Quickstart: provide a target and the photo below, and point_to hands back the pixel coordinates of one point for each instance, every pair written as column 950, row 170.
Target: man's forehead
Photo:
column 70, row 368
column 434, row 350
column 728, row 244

▸ **Problem to solve**
Restate the records, all of them, precisely as written.

▸ **Solution to the problem**
Quickstart: provide a target and the photo below, and point_to hands back the pixel coordinates of one point for each instance, every pair written as column 950, row 170.
Target: man's forehead
Photo:
column 70, row 368
column 434, row 350
column 728, row 244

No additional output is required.